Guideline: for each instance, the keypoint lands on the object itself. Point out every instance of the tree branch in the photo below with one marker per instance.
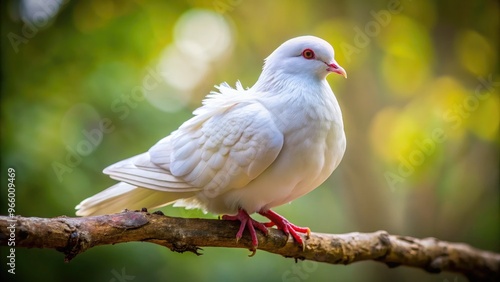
(73, 236)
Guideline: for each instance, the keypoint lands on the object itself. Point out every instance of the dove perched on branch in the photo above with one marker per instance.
(243, 151)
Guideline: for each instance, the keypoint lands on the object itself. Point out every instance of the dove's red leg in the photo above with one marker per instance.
(285, 225)
(249, 223)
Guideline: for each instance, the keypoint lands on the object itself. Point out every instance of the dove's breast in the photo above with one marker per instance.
(314, 144)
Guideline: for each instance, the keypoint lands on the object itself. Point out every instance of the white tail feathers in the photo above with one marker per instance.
(125, 196)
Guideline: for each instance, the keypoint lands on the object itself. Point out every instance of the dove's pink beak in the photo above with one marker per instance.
(336, 68)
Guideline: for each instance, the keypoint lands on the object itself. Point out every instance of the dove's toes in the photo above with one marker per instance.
(250, 224)
(287, 227)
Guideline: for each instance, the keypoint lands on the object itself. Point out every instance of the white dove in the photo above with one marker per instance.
(243, 151)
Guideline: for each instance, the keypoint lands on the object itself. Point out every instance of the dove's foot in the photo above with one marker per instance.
(250, 224)
(285, 225)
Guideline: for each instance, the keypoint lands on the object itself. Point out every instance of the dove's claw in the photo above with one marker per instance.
(285, 225)
(250, 224)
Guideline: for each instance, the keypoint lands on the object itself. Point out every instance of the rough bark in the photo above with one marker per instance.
(73, 236)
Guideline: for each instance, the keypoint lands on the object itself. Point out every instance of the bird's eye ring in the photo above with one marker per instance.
(308, 54)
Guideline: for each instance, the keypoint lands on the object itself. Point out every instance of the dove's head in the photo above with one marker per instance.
(304, 55)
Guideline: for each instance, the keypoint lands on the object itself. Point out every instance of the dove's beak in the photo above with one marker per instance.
(336, 68)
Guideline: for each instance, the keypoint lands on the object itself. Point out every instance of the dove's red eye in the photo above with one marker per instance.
(308, 54)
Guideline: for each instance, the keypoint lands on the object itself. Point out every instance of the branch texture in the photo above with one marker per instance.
(73, 236)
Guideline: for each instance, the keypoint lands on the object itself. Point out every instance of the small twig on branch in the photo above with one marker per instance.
(73, 236)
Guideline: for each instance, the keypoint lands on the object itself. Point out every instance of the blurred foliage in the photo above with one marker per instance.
(88, 83)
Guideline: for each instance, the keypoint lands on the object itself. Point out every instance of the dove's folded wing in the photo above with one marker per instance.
(227, 150)
(220, 148)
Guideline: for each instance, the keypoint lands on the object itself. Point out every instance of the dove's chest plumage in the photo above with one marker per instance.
(314, 144)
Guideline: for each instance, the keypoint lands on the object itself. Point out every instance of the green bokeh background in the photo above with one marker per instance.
(421, 113)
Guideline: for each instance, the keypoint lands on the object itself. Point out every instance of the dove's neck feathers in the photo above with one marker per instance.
(298, 92)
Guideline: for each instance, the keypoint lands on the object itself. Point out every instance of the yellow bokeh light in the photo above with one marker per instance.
(475, 53)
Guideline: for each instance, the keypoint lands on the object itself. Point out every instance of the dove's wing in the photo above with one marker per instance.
(226, 150)
(226, 145)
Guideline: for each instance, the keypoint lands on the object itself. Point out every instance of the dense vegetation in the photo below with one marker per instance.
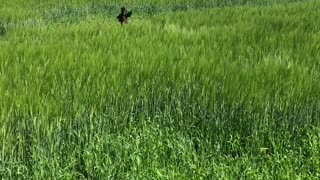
(185, 90)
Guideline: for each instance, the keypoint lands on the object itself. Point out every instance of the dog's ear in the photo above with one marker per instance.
(128, 14)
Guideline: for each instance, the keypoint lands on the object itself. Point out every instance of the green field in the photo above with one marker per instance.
(217, 89)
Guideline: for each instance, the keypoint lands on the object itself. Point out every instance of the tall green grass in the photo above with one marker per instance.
(224, 93)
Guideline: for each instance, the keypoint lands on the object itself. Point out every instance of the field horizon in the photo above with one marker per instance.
(186, 90)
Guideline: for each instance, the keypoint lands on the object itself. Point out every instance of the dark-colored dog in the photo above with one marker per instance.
(123, 16)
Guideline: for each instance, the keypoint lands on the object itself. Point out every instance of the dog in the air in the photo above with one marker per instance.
(123, 16)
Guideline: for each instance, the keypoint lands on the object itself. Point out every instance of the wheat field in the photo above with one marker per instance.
(221, 89)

________________________

## STATED TASK
Without the pictures, return the entries exactly as they appear.

## TASK OUTPUT
Guideline: for each instance, the keypoint lands on the object itself. Point out every instance of the tree branch in the photo below with one marker per instance.
(73, 236)
Guideline: for each instance, the keypoint lands on the object itself. Point out every instance of the dove perched on branch in the photo above with one marker per instance.
(243, 151)
Guideline: for each instance, the keypoint lands on the object itself. Point out every instance of the dove's red leg in the photo above with one marker per instance.
(285, 225)
(249, 223)
Guideline: for each instance, the keypoint lands on the object itself. Point out every instance of the dove's breast in the photo above with one marker per instance.
(314, 144)
Guideline: for each instance, the keypoint lands on the object itself. Point out every instance of the white tail feathers in the photo above with one marker per instance.
(125, 196)
Guideline: for each instance, the keypoint lands on the object itself. Point out every instance of the dove's pink beak in the photo above with one marker per instance.
(336, 68)
Guideline: for each instance, the keypoint lands on the object itself. Point out every instance of the dove's toes in the photo above with one marker per instance.
(250, 224)
(287, 227)
Guideline: for each instance, the keypoint lands on the object itself. Point out every instance of the white dove in the photo above with one marker per instance.
(243, 151)
Guideline: for each instance, the keypoint lands on the object itself. Point out every instance of the dove's foot in the photo above with one marker per instance.
(250, 224)
(285, 225)
Guideline: for each instance, the keypoint lands on the object itself. Point out every instance of the dove's claw in the photo above with one marker per instance.
(285, 225)
(250, 224)
Guideline: for each instance, the keypoint lands on the object itself. Point out every instance of the rough bark in the photo above with one marker per instance.
(73, 236)
Guideline: for each instance, the keypoint lands on the object itself. Point out every instance of the bird's eye ring in the photo above with one marker per instance.
(308, 54)
Guideline: for each instance, the keypoint lands on the object itself. Point out every instance of the dove's head in the photo above with one marker per instance.
(304, 55)
Guideline: for each instance, the keypoint lands on the object itself. Point out every instance of the dove's beak in the photo above with one marker per instance.
(336, 68)
Guideline: for each instance, the keypoint lands on the object itself. Point out every instance of the dove's red eye in the photo above with one marker per instance.
(308, 54)
Guideline: for each instance, the keypoint lands on the object itself. Point out every instance of the branch texture in the photo above with one marker per instance.
(73, 236)
Guideline: for each instance, the keypoint lands on the object itself. Point out every instance of the small twig on branch in the photo above with one marker per instance.
(73, 236)
Guideline: for each instance, the keypoint lands on the object itself. Point out every instance of the blurred foliage in the photo above with one marker per instance.
(88, 83)
Guideline: for each instance, the keypoint lands on the object itself. Point out every instance of the dove's folded wing in the photo above with one marker per instance.
(227, 150)
(220, 148)
Guideline: for each instance, the keypoint lands on the object itself. Point out every instance of the dove's chest plumage in the photo above with one marker per instance.
(314, 144)
Guideline: for each instance, the keypoint lands on the object itself. Point out every instance of the green bokeh background in the photo above with one marker per instance.
(421, 113)
Guideline: for each instance, the keypoint lands on the object itself. Point out every instance of the dove's neck feathers in the photo above with one marker per instance.
(298, 92)
Guideline: for each instance, the keypoint lands on the object itself. Point out every instance of the yellow bokeh light in the photo above with one marker per instance.
(475, 53)
Guideline: for each instance, the keypoint lands on the object itself. Point out every instance of the dove's wing in the photo above with one marker per instance.
(226, 150)
(226, 145)
Guideline: for each instance, the keypoint lands on the object itself. Point out every instance of the dense vegetation in the photo below with one marker per instance.
(185, 90)
Guideline: for each instance, the keypoint lands on the object itself. Point out every instance of the dog's ear in the photo above with one marker per instance.
(128, 14)
Guideline: for each instance, the keypoint lands on the object itself. Point out every instance of the green field in the photo above with one marker per instance.
(217, 89)
Guideline: for each instance, the keypoint lands on the object itself. Point out every instance of the tall green grass in the photo above with one marker per instance.
(224, 93)
Guideline: for each instance, the keypoint lands on the object itself. Point out every instance of the field horizon in the photo above with one marker per instance.
(186, 90)
Guideline: for each instance, the keypoint lands on the object itself. Point out every instance of the dark-colored dog in the photo above with one marker per instance.
(123, 16)
Guideline: for each instance, the keypoint lands on the object itself. Point out every instance of the dog in the air in the photo above with one marker per instance.
(123, 16)
Guideline: for each instance, the keypoint lands on the object itself. Point out every instance of the wheat field in the photo above with one marker per instance.
(221, 89)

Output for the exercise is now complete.